[TEXTAUSSCHNITT]
****
MANFRED TSCHELIGI: Eine Touchscreen-Steuerung ist für Infotainment, nicht-zeitkritische Diagnostik oder ähnliches bestens geeignet und verringert auch den Platzbedarf durch zusätzliche physikalische Schaltelemente.

Aber klassische, physikalische Regler bieten ein unmittelbares Feedback (Stichwort "habe ich nun erfolgreich gedrückt oder nicht") und sind durch ihre fixe Positionierung im Bedarfsfall eindeutig und nicht verwechselbar. Das bedeutet: Je zeit- und sicherheitskritischer, desto weniger Touch und desto eher klassisch.

— Gerade bei den Menüs auf den Touchscreens gibt es unzählige verschiedene Herangehensweisen. Was wäre hier bei der Gestaltung zu beachten?
****
Daten zur Punktlokalisierung:
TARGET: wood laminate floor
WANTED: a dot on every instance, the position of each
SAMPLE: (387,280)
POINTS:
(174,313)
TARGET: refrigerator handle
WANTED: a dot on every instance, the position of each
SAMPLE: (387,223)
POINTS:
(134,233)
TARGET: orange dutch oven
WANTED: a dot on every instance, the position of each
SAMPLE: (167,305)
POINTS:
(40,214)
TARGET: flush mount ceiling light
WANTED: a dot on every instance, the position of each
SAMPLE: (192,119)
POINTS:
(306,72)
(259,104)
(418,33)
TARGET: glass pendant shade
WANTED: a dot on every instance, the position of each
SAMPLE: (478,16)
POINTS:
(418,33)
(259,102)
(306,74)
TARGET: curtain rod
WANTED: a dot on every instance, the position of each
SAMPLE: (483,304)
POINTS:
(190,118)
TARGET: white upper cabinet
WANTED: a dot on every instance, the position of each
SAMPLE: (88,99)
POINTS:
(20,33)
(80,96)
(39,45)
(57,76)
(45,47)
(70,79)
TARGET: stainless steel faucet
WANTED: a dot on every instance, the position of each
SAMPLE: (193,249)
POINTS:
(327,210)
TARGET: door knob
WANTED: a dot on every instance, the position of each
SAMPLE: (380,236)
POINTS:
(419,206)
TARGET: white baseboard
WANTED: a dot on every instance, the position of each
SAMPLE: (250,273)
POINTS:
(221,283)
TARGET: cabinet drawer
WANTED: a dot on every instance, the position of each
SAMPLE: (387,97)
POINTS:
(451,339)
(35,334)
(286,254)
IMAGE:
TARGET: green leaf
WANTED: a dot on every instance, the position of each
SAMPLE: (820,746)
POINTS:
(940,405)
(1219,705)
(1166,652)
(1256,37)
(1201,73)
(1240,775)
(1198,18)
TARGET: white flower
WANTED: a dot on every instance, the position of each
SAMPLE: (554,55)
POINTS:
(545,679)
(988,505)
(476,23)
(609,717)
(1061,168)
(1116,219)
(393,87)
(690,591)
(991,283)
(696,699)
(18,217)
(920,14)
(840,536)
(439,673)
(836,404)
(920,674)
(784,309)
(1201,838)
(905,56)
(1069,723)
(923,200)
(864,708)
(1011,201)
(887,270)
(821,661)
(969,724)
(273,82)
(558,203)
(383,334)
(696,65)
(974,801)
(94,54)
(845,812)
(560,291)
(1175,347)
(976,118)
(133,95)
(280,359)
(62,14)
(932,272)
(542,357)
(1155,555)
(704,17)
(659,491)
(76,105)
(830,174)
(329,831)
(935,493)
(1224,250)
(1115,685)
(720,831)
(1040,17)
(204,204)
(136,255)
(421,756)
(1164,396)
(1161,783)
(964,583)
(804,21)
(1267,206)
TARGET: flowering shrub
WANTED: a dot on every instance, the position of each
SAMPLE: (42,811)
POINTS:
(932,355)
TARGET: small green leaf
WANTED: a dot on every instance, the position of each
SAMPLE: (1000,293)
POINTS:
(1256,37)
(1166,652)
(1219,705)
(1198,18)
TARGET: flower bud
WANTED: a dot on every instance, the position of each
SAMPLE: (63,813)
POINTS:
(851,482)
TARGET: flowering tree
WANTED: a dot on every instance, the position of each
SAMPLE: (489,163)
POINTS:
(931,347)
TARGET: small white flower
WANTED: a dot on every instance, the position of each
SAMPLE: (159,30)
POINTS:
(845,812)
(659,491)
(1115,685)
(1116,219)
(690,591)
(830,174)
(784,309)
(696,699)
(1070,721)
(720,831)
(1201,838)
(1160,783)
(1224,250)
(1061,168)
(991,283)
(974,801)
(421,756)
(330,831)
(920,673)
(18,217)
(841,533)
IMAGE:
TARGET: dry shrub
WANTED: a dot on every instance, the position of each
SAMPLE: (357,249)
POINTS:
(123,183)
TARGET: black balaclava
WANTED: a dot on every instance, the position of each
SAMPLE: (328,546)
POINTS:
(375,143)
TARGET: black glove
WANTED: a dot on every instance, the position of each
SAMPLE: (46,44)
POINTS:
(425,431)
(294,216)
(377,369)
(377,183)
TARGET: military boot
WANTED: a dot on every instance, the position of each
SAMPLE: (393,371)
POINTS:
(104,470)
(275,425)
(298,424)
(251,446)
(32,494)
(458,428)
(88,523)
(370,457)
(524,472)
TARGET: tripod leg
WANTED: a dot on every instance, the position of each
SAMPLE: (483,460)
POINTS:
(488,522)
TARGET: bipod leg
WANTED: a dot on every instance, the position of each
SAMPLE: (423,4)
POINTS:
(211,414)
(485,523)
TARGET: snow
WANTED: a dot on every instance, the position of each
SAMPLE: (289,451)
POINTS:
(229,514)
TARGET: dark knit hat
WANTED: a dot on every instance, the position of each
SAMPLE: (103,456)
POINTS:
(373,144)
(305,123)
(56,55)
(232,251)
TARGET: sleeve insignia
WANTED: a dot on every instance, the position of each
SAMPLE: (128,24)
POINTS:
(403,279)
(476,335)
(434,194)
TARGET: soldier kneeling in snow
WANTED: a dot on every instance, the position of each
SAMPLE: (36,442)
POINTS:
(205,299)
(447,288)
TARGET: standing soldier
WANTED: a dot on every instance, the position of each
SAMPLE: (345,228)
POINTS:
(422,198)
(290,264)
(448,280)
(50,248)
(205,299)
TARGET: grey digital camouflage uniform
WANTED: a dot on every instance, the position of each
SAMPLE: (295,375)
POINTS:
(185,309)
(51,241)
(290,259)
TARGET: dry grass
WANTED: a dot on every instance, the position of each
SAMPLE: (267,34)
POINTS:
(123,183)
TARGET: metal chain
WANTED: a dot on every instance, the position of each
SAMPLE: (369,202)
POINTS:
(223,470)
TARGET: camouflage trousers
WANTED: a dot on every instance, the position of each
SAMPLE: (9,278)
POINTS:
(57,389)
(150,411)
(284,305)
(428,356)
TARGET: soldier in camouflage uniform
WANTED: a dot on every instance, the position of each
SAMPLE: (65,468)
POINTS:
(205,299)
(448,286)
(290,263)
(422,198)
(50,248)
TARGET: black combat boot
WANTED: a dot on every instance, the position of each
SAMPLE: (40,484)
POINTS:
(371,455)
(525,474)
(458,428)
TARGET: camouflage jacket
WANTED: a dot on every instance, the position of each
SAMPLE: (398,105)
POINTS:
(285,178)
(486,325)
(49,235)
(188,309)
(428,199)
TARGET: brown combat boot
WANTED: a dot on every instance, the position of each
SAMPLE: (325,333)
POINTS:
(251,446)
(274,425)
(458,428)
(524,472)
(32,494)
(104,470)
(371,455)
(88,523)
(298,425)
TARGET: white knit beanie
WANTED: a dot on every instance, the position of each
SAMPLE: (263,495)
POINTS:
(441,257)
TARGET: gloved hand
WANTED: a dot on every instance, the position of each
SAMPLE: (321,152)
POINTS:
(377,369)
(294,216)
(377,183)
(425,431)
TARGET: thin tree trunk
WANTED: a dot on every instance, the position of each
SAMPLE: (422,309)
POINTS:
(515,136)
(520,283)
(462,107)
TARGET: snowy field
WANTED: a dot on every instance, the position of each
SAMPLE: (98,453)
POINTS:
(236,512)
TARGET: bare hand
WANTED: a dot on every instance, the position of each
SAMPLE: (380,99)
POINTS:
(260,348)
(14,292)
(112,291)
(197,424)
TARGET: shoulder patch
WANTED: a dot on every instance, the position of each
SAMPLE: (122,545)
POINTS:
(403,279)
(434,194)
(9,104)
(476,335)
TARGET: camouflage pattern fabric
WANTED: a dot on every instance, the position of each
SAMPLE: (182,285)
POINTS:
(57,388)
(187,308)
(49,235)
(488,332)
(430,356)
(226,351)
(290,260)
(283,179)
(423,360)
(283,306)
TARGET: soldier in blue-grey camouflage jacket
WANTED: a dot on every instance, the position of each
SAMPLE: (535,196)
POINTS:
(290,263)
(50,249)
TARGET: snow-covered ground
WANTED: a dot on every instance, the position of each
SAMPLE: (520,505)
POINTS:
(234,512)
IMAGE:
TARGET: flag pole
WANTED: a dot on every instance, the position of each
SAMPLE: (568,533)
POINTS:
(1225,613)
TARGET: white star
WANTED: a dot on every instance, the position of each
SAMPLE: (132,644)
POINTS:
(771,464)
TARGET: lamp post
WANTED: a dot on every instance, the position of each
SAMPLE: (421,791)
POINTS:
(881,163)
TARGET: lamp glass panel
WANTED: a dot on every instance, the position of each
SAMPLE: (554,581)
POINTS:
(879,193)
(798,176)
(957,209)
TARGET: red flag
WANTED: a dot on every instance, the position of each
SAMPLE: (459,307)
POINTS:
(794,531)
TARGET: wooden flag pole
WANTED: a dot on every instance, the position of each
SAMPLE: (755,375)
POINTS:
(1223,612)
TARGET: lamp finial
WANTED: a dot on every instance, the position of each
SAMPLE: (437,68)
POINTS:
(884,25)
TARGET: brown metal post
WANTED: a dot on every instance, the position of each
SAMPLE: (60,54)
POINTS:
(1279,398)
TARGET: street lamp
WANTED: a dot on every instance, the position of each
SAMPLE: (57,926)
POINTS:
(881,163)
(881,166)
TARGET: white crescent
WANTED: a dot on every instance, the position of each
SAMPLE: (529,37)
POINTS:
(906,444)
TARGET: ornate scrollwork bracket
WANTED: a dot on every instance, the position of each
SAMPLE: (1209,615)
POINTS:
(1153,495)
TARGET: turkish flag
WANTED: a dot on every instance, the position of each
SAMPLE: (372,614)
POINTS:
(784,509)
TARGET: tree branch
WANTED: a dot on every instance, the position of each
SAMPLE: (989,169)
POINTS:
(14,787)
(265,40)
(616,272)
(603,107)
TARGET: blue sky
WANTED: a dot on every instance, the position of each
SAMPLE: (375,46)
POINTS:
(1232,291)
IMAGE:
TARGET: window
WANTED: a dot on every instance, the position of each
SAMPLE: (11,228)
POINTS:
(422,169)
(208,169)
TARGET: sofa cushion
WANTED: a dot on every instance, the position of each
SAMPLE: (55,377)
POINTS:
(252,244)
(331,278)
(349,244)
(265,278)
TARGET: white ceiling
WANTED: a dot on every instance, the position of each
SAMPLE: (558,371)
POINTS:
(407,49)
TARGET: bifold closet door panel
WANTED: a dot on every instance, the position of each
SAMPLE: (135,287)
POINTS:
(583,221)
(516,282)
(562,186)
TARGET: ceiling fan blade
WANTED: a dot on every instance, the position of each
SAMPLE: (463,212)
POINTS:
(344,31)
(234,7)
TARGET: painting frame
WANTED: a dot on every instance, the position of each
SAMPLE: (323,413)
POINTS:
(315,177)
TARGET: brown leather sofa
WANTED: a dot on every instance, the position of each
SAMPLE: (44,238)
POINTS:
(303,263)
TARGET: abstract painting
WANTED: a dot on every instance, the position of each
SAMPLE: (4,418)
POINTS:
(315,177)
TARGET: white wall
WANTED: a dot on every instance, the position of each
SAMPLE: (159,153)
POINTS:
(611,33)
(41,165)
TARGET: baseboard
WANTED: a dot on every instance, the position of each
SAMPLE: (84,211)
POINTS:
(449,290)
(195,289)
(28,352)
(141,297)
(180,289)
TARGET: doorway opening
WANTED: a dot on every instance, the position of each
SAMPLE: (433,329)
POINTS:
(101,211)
****
[AUFGABE] Nennen Sie bitte, wofür eine Touchscreen-Steuerung laut dem Textausschnitt über Bedienelemente bestens geeignet ist.

[LÖSUNG] Für Infotainment, nicht-zeitkritische Diagnostik oder Ähnliches.